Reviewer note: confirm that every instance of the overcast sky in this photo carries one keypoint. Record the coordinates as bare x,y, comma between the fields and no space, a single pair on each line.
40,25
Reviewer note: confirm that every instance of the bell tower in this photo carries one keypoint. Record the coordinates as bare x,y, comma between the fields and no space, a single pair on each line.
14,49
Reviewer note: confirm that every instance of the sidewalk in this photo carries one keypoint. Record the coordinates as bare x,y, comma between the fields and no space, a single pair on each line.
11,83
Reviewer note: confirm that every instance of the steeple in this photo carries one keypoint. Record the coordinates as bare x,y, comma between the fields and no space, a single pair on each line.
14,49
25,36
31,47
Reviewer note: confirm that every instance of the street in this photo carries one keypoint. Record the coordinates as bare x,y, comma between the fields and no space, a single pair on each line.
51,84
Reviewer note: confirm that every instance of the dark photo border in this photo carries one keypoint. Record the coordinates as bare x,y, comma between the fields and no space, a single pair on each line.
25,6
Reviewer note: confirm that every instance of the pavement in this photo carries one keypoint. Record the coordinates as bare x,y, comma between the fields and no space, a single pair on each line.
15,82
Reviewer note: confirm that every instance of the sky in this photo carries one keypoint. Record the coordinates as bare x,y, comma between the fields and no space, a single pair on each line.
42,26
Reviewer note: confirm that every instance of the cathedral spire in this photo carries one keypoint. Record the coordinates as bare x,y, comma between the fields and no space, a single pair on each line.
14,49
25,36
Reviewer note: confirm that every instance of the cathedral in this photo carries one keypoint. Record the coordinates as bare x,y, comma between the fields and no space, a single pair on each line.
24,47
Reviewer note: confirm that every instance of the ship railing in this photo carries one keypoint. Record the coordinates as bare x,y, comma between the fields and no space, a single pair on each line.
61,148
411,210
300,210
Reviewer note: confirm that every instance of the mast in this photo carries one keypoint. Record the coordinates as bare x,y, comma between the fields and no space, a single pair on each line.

——

PROBLEM DESCRIPTION: Line by line, transcribe the material above exactly.

EXERCISE RESULT:
Reviewer note: confirm that every instance of the overcast sky in this photo carries one keypoint. Record the coordinates as bare x,y, comma between the fields and no space, a single pair on each line.
40,25
Reviewer note: confirm that every instance of the bell tower in this photo carries one keypoint. Record the coordinates as bare x,y, comma between the fields and no space, a single pair on each line.
14,49
Reviewer note: confirm that every instance of the sidewalk in this photo carries one keypoint. Record the coordinates as bare x,y, comma between the fields and no space, a single pair on each line.
11,83
Reviewer note: confirm that every instance of the steeple in this photo carries one keypoint. Record the coordinates as bare x,y, comma between the fields and no space, a single pair on each line.
14,49
25,36
31,47
Reviewer note: confirm that every instance of the street in this photo carries one keypoint. Record the coordinates as bare x,y, comma between the fields and no space, a single pair on each line.
51,84
Reviewer note: confirm that every instance of the dark photo border in this photo carries one keypoint. Record the coordinates as bare x,y, comma between the fields and no space, a single pair on each line.
25,6
Reviewer note: confirm that every instance of the pavement in this photo carries one keypoint. Record the coordinates as bare x,y, comma between the fields and no space, a single pair on each line.
15,82
Reviewer note: confirm that every instance of the sky in this photo carries one keypoint. Record the coordinates as bare x,y, comma between the fields and no space, a single pair on each line.
42,26
Reviewer note: confirm that every instance of the cathedral spire in this photo carries one keypoint. Record the coordinates as bare x,y, comma between the fields and no space, a single pair on each line.
14,49
25,36
Reviewer note: confirm that every instance of the cathedral in this photo carries one keypoint. Record the coordinates as bare x,y, comma between the fields and no space, a single pair on each line.
24,47
Reviewer note: confirm that every instance of the ship railing in this photo carries one keypoint. Record the coordinates as bare x,y, comma between the fields and no space, a single pair on each line.
61,148
411,210
300,210
Reviewer note: confirm that every instance of the mast in this photo carries one keypoint. Record the coordinates as bare x,y, comma between the fields and no space, a single pair on each line.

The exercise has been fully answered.